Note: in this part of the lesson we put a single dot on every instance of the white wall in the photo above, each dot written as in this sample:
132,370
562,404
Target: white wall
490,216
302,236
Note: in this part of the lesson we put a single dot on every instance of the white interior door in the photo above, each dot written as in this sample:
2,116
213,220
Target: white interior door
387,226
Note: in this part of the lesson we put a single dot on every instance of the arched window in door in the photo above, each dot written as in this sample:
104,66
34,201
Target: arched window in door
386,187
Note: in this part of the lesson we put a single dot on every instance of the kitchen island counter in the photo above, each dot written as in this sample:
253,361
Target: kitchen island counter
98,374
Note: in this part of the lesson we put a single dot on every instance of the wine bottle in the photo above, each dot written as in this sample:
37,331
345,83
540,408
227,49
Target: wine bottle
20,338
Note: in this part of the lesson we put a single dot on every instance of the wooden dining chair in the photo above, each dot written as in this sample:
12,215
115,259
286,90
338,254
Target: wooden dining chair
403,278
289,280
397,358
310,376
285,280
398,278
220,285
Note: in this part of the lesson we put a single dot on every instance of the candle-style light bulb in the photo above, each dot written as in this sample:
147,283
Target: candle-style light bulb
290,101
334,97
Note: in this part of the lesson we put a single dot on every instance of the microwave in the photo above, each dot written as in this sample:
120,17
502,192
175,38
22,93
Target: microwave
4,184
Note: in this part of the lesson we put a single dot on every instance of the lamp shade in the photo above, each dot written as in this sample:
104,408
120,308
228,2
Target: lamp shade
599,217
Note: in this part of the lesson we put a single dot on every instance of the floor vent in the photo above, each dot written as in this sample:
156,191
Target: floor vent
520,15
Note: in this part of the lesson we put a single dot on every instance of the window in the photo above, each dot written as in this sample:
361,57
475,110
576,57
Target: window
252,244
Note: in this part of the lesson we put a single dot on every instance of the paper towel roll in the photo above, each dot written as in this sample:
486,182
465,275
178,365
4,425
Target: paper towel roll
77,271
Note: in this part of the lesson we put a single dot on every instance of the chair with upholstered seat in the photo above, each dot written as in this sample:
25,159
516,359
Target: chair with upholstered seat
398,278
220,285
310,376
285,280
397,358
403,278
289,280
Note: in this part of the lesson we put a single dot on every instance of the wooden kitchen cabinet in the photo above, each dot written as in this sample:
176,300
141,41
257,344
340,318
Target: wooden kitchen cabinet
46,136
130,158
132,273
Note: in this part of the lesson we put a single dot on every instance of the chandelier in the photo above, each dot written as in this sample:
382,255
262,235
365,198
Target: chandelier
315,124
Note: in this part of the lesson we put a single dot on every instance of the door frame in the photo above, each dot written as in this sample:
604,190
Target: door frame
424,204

Task description: Copy out every one of the rows above, putting "wooden kitchen chair" in place of "wooden dining chair" and changing nothing else.

Output of the task:
Note: in this part of the lesson we put a single dot on every instance of the white wall in the photo above, each dot written as in this sample:
132,370
562,404
Target: white wall
490,216
302,236
Note: in this part of the lesson we put a single dot on every instance of the white interior door in the photo above, each dot written as in this sample:
2,116
213,220
Target: white interior door
387,226
Note: in this part of the lesson we put a single dot on every instance of the arched window in door in the photo above, each dot written as in this sample:
104,66
34,201
Target: arched window in door
386,187
Note: in this part of the lesson we put a single dot on every instance of the kitchen island counter in the photo above, each dot written as in this sample:
253,361
Target: kitchen island counter
98,374
Note: in this part of the lesson we put a single dot on every instance of the wine bottle in the photo above, each dot written as in this sample:
37,331
345,83
540,408
227,49
Target: wine bottle
20,338
Note: in this part of the lesson we put a single dot on every instance of the wooden kitchen chair in the photo above, each dot written as in this sample:
12,215
115,259
286,90
338,254
Target: wooden kitchen chair
403,278
289,280
397,358
310,376
285,280
398,278
220,285
Note: in this part of the lesson we put a single dot on every instance of the candle-style light bulb in the photo above, each dot written as in this sample:
147,283
Target: candle-style light bulb
290,101
334,97
Note: in this part of the lesson we put a single dot on every instance of the microwave in the photo above, each dot written as in this sample:
120,17
502,192
175,38
22,93
Target: microwave
4,184
Note: in this part of the lesson we put a single dot on every instance of the lamp shade in the photo above, each dot written as in this sample:
104,408
120,308
228,2
Target: lamp shade
599,217
Note: in this part of the lesson we put a single dot on every instance of the floor vent in the photo above, each dot written as in this sample:
156,191
Target: floor vent
520,15
Note: in this part of the lesson we put a single dot on every instance of the window in the photo above, each dot written as in this sample:
361,57
475,110
576,57
Target: window
252,244
Note: in this part of the lesson we put a single dot on every instance of the paper towel roll in the photo above, each dot written as in this sample:
486,182
465,275
178,365
4,425
Target: paper towel roll
77,271
Note: in this part of the lesson we put a single dot on every instance of the chair with upholstered seat in the photo above, each dot written as in this sample:
25,159
516,359
Target: chair with upholstered seat
398,278
220,285
310,376
285,280
397,358
403,278
289,280
Note: in this part of the lesson we put a single dot on every instance of the wooden kitchen cabinet in the photo above, each dot written as in this sample:
176,300
141,41
257,344
340,318
Target: wooden kitchen cabinet
46,136
130,158
132,273
Note: in this part of the lesson we put a single dot on every instance of the chandelier in the photo above, each dot written as in this sample:
382,255
262,235
365,198
Target: chandelier
315,124
Note: in this part of the lesson we put a single dot on every instance of the door frame in the photo above, each dot written as in this sample:
604,190
Target: door frame
424,204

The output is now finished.